Exercise passage >>

Sea urchins: an environmentally viable alternative to abalone?

28 September 2009

UCT marine biologist Mark CyrusUCT marine biologist Mark Cyrus (bottom) took the best student presentation award at the 9th Conference of the Aquaculture Association of Southern Africa, held in Swakopmund, Namibia, from 8 to 13 September, for his work on the development of export-quality sea urchin gonads.

What was your presentation about?

The development of an artificial diet for the production of export quality gonads from the sea urchin Tripneustes gratilla based on the main findings of my MSc.

We created diets using artificial ingredients and natural seaweed to produce urchins with significantly larger gonads with a very good, marketable colour. In just 12 weeks, we increased gonad weight by 205%.

So why their gonads?

Their gonads are also known as "uni", which probably sounds better if we're going to be talking about them for a while. They're highly valued on the Asian market, and unlike abalone, which takes at least three years to grow, urchins reach adulthood in just over nine months.

How much do they cost?

They can fetch up to R4 000 per kilogram - which is a lot of money for something's gonads. Even abalone is not even R1 000 per kilogram.

Mark Cyrus What are the benefits of farming them?

The world's sea urchin fisheries are over-exploited, and this is an untapped resource in South Africa.

Are they nutritious?

Not only are they nutritious, but they're also said to be an aphrodisiac.

Listed entries >>
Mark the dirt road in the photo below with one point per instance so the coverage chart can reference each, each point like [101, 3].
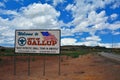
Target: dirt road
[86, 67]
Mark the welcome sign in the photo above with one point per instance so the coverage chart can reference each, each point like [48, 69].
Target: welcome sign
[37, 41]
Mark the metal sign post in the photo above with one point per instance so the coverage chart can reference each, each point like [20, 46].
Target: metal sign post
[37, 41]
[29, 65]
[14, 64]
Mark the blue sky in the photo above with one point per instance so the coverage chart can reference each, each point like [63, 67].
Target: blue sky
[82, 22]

* * *

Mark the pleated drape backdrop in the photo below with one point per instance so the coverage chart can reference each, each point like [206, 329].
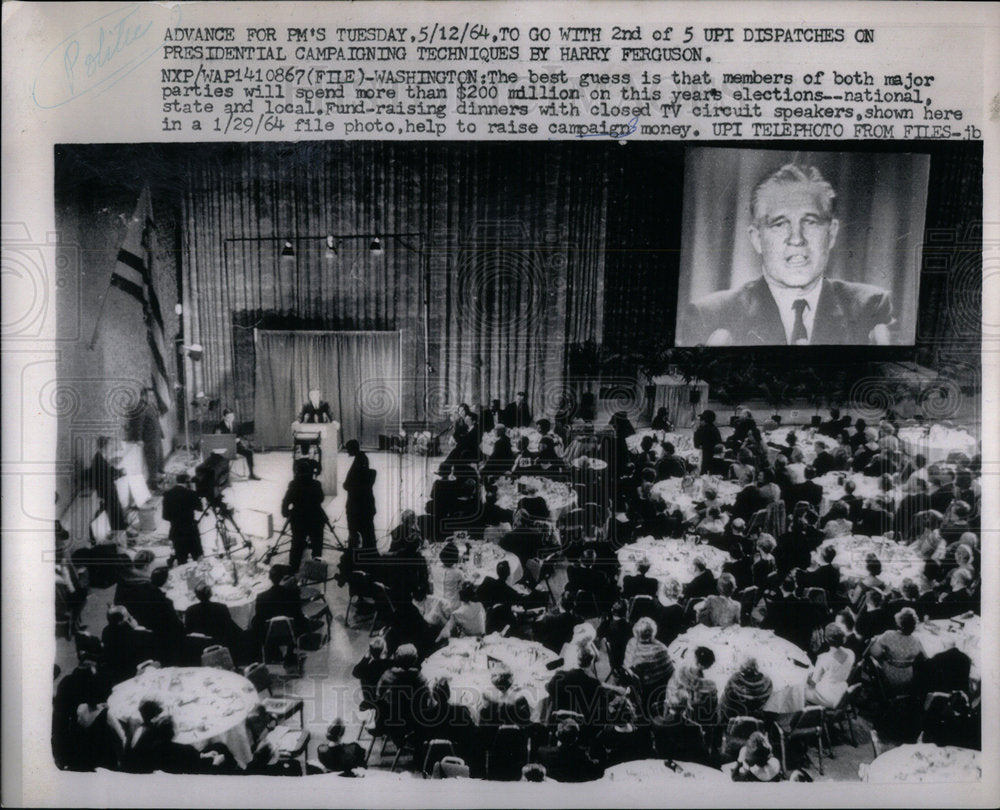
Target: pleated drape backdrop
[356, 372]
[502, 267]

Tasks to complete >>
A - According to the sea urchin article, by how much did gonad weight increase in 12 weeks?
B - Please carry on the sea urchin article from where it stops, keeping its question-and-answer form.
The listing has nothing to do with the sea urchin article.

Numbered responses >>
A - By 205%.

B -
What do they look like?

A commercially valuable gonad is large, has a firm texture and is bright yellow or orange.

Are they difficult to harvest?

Not if you don't mind getting your hands dirty. The animals, however, find it very difficult.

So, what does it taste like?

Similar to mussels, but uni is a lot richer, and dare I say, creamier. I always save the best-looking ones from each of my dissections to enjoy... I mean, conduct extensive tests on after hours. All you need is a little soya sauce and you're good to go.

Is it a new product?

No, they've been harvested for thousands of years in Japan. But declining stocks worldwide are a problem, and that's where my study comes in.

And finally, your goals for the future?

Is an urchin farm on the South Coast too much to ask? Just kidding. I would like to see this industry help South Africa. There's real potential to earn foreign income and provide jobs for local communities.